• _Set exercise 1_: In the review of Julie & Julia below, condense the paragraph beginning "A prestigious triangle of heavyweight female talent" into a shorter version that keeps its main facts.

Julie & Julia
A prestigious triangle of heavyweight female talent combine to realize this impossible sounding screen amalgamation of two separate books, penned by two different women, spanning two continents, and separated by more than forty odd years. In addition to her directing duties, three-time Oscar nominated screenwriter Nora Ephron slices through the rich, flavorful prose with a carving knife, reducing the material to its very essence as the story of one woman greatly inspired who went on to inspire others. With a dash of Julie Powell’s titular 2004 book detailing her kitchen-based odyssey through Julia Child’s seminal cookbook and a healthy seasoning of Child’s own posthumously completed 2006 autobiography My Life in France, the result is a multi-generational comedy of spirit and determination that’s both hearty and heartfelt.

• _Records shown_:
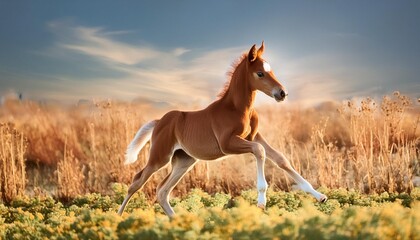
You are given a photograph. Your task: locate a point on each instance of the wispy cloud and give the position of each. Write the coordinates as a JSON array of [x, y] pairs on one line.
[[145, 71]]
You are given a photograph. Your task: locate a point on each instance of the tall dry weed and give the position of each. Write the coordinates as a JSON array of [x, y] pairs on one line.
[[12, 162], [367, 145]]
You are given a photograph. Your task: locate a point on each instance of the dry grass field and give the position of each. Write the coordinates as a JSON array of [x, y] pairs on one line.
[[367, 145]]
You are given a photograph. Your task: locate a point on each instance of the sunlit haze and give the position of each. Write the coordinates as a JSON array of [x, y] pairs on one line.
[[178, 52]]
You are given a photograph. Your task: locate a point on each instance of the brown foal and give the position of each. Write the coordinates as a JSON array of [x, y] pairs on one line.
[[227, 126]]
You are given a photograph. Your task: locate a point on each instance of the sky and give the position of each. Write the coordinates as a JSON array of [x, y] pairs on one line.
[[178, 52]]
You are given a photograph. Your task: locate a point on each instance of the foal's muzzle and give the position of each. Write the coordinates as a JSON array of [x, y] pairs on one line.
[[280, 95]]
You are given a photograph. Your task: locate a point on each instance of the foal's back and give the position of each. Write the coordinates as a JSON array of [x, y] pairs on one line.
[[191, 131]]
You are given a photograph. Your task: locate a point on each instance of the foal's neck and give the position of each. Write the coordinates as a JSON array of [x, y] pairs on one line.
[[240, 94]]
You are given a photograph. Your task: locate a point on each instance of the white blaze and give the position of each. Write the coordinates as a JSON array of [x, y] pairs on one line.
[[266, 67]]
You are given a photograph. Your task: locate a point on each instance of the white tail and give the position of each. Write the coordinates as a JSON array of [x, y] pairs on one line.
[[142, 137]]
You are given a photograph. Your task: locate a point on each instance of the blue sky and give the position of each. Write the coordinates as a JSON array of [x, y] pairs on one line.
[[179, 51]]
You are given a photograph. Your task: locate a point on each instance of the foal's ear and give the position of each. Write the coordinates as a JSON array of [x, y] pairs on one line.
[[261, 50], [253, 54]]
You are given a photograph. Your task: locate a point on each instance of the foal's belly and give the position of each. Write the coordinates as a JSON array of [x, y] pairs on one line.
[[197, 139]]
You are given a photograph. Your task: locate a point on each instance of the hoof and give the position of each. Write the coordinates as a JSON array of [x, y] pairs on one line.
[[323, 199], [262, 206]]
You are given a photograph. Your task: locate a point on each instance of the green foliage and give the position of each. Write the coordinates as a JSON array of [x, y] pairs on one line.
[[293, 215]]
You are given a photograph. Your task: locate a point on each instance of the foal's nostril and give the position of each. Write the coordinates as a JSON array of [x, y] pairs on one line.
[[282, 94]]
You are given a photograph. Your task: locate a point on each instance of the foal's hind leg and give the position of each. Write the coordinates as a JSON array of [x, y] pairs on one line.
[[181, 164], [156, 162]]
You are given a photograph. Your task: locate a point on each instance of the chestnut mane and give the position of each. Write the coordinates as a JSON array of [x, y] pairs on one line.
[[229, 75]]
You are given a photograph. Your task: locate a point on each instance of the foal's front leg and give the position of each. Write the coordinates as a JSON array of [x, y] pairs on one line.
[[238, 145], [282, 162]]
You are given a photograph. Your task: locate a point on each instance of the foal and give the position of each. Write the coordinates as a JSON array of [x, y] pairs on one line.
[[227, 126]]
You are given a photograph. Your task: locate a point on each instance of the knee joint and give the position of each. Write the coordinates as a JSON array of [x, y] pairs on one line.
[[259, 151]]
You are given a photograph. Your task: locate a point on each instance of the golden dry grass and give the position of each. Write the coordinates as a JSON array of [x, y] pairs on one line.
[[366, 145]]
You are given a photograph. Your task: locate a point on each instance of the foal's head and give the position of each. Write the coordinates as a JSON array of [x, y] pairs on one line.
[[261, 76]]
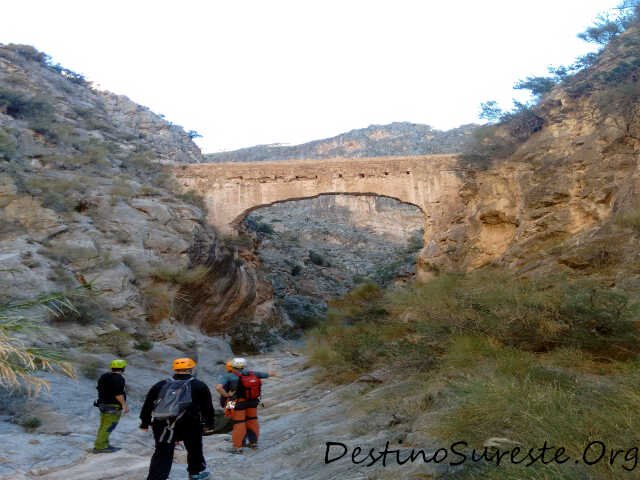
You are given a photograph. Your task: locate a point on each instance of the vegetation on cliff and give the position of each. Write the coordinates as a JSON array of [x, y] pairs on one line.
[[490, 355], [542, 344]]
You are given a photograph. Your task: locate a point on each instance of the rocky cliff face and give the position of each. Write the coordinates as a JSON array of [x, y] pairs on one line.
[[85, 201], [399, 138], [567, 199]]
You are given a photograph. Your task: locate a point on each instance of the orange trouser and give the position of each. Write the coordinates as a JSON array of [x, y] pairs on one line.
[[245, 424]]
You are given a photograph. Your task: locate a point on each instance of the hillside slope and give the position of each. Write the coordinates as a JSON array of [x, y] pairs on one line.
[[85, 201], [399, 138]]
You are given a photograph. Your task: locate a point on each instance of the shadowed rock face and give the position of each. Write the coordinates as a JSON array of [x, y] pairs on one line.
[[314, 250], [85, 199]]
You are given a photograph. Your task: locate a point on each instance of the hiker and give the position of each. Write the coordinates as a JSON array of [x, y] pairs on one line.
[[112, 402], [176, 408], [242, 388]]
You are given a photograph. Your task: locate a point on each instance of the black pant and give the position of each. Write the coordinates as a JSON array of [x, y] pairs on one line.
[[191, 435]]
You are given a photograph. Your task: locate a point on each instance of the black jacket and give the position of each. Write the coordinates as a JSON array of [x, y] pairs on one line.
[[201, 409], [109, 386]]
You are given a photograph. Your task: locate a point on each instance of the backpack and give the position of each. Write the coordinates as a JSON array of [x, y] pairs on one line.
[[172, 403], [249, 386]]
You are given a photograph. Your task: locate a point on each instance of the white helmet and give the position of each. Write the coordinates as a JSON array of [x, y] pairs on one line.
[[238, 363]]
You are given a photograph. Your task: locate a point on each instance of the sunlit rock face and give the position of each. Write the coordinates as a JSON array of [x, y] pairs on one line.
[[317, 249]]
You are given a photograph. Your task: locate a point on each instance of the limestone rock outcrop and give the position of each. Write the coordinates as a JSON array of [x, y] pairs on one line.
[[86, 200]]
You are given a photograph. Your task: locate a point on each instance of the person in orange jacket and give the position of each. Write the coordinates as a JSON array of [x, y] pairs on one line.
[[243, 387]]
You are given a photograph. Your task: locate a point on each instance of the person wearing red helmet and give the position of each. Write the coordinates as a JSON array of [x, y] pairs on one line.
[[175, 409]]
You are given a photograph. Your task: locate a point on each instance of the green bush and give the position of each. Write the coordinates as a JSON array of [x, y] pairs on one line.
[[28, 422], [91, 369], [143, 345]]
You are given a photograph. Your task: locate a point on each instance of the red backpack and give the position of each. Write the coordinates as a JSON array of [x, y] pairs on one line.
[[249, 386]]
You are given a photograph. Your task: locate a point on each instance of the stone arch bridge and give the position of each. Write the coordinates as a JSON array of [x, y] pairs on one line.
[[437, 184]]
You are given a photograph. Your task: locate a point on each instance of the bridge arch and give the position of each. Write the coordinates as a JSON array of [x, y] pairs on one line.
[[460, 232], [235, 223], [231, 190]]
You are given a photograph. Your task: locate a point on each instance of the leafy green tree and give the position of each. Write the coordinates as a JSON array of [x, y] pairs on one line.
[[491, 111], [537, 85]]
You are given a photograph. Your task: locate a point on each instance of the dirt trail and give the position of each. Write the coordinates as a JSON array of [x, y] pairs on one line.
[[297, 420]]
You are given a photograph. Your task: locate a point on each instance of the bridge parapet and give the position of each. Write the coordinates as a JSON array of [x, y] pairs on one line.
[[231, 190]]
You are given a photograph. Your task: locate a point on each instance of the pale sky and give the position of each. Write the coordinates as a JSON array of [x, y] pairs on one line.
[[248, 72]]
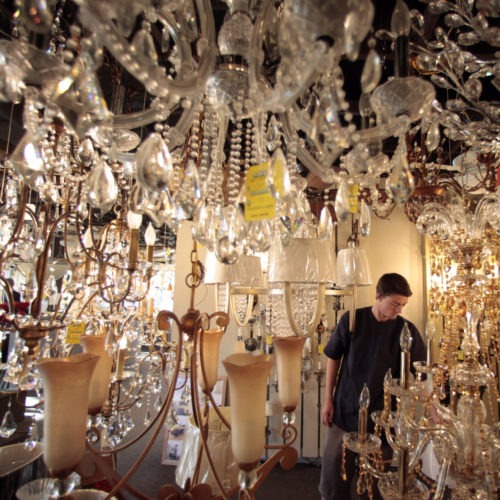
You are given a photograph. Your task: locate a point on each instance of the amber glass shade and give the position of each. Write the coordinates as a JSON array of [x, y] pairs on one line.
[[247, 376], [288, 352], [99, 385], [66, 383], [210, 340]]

--

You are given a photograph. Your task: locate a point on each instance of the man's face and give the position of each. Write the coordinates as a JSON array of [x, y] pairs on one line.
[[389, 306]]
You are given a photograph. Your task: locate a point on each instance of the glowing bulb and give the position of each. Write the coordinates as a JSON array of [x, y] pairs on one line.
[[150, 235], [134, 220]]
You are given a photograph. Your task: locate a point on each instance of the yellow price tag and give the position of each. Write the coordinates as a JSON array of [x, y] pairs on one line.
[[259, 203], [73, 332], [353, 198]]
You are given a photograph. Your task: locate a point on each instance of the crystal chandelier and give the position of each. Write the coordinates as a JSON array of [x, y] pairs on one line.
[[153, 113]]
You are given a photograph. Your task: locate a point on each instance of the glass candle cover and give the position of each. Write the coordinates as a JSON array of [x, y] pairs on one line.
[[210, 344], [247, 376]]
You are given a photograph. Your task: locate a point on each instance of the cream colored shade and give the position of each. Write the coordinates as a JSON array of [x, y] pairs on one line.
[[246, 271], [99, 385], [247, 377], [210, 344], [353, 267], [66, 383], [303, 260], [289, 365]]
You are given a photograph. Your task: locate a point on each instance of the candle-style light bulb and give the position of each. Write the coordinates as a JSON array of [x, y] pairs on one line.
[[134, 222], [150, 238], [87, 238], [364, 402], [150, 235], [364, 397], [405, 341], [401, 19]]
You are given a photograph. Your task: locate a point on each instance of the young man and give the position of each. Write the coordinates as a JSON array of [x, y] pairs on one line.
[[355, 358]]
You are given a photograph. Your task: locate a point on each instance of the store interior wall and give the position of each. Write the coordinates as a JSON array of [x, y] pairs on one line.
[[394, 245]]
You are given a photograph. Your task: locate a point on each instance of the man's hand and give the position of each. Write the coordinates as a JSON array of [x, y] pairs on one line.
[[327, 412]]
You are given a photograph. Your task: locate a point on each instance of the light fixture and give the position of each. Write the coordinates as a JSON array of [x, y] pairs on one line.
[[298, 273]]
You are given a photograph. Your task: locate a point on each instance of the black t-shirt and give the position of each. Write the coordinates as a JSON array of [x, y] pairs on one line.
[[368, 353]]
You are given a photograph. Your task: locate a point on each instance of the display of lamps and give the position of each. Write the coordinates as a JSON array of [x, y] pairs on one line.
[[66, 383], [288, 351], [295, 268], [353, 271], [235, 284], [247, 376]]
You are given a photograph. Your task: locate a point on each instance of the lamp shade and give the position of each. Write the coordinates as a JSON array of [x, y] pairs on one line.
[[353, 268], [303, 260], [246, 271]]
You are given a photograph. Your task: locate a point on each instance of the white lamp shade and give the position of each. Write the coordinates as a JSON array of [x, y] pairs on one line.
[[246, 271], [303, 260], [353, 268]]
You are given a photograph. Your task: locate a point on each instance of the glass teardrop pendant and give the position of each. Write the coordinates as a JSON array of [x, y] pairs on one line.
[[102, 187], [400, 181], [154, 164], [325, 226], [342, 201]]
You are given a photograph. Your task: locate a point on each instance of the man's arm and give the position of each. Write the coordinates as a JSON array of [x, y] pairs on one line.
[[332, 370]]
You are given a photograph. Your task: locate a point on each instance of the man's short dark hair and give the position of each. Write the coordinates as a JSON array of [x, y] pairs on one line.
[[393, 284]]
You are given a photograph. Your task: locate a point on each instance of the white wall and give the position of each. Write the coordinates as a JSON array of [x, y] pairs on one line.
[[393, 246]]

* * *

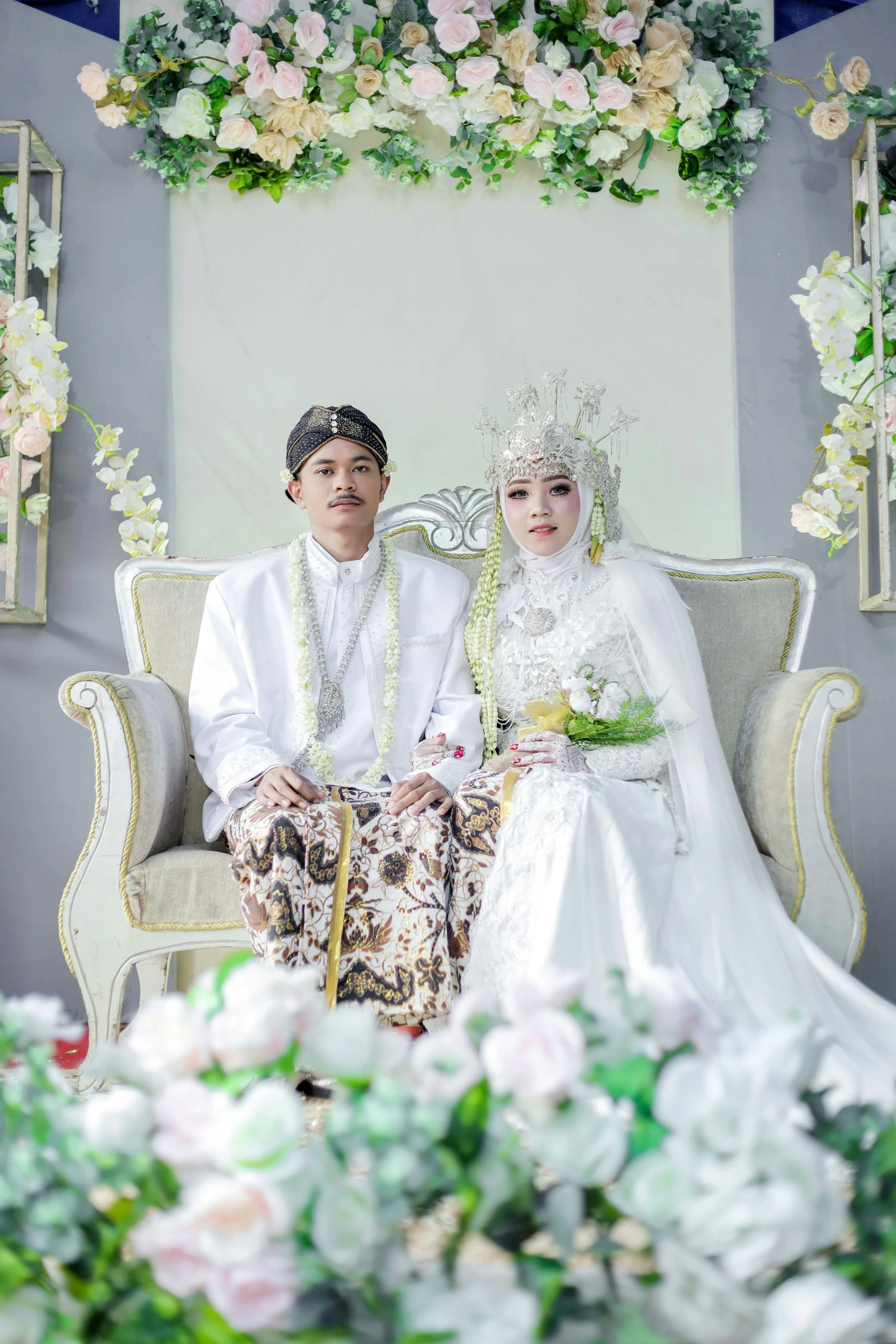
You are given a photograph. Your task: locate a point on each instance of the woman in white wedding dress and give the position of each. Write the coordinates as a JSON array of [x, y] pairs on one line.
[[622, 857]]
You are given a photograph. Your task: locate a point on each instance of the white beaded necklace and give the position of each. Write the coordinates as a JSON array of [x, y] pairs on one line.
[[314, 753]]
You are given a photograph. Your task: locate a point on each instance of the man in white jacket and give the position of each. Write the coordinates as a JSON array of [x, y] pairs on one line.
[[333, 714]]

• _Set exercise 2_: Arrange as a numbered list the lines of the records between the line holding "the black jacket" and the line holding "[[172, 403], [249, 386]]", inclusive, leaving out any blank lines.

• _Task answer 1_: Three leading women's talents combine to bring two books to the screen. The books were written by two different women, span two continents, and are separated by more than forty years. Nora Ephron, a three-time Oscar-nominated screenwriter, directs and also trims the material down to its core: one woman who was inspired and went on to inspire others. The sources are Julie Powell's 2004 book about cooking her way through Julia Child's seminal cookbook and Child's posthumously completed 2006 autobiography, My Life in France. The result is a hearty, heartfelt multi-generational comedy about spirit and determination.

• _Task answer 2_:
1. You are given a photograph. Your task: locate a point on each instance of the black jacket and give the position of each. Write the coordinates as a JSON array of [x, y] pairs on one line.
2. [[201, 409], [109, 386]]
3. You are given a photograph. Your task: locate a point on each instance of the backpack and give the position of each. Write the coordinates as a JSON array of [x, y] pairs on one line.
4. [[172, 403], [249, 386]]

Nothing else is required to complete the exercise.